- **EXERCISE INSTRUCTIONS**: Return each line of the records below unchanged, leaving the pictures out of your answer.

# # # # #

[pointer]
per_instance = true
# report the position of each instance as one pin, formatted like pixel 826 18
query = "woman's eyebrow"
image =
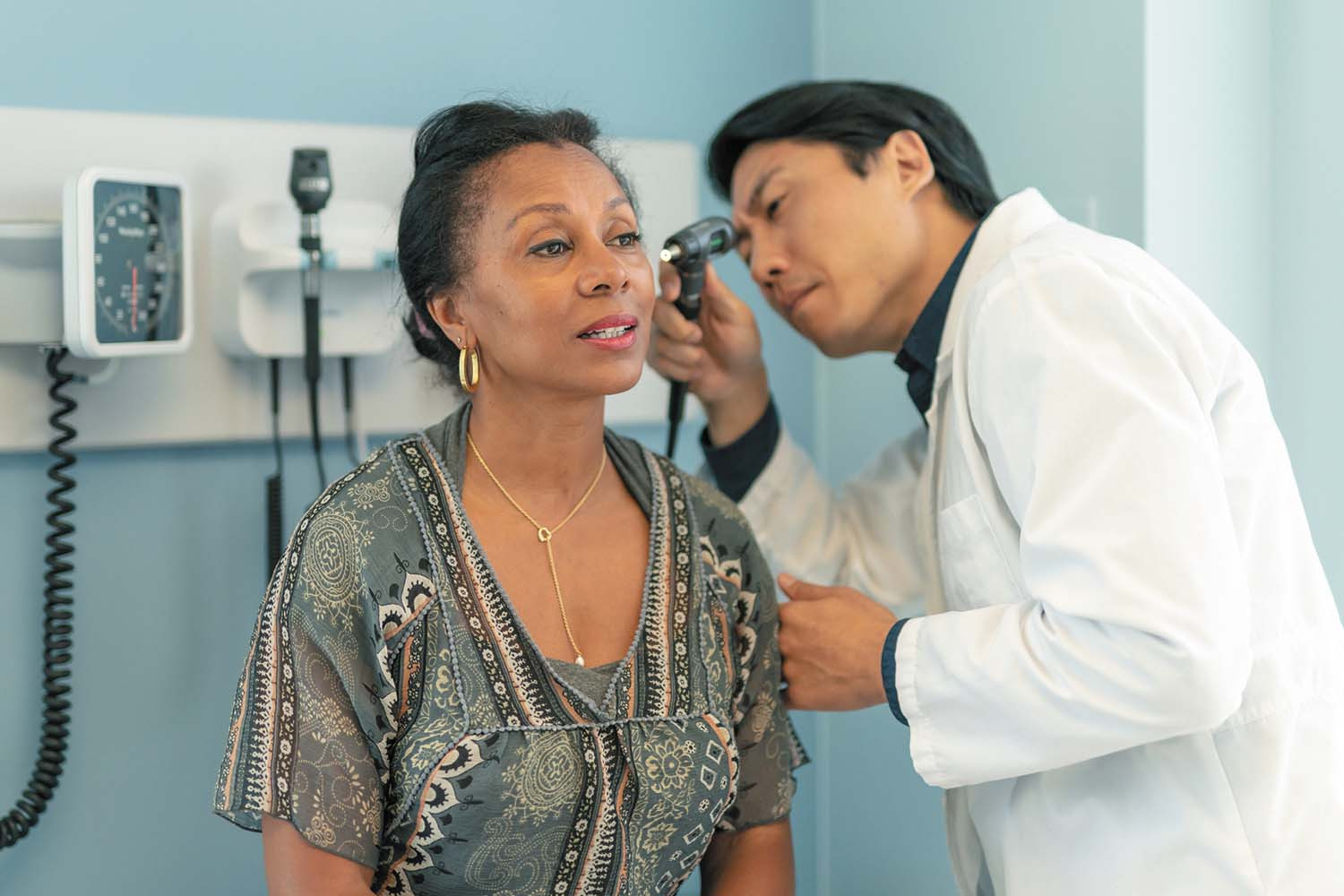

# # # # #

- **SOLUTION TO THE EXERCISE**:
[pointer]
per_instance = true
# report the position of each instance as one pin, formatted like pixel 826 18
query = "woman's eyebrow"
image =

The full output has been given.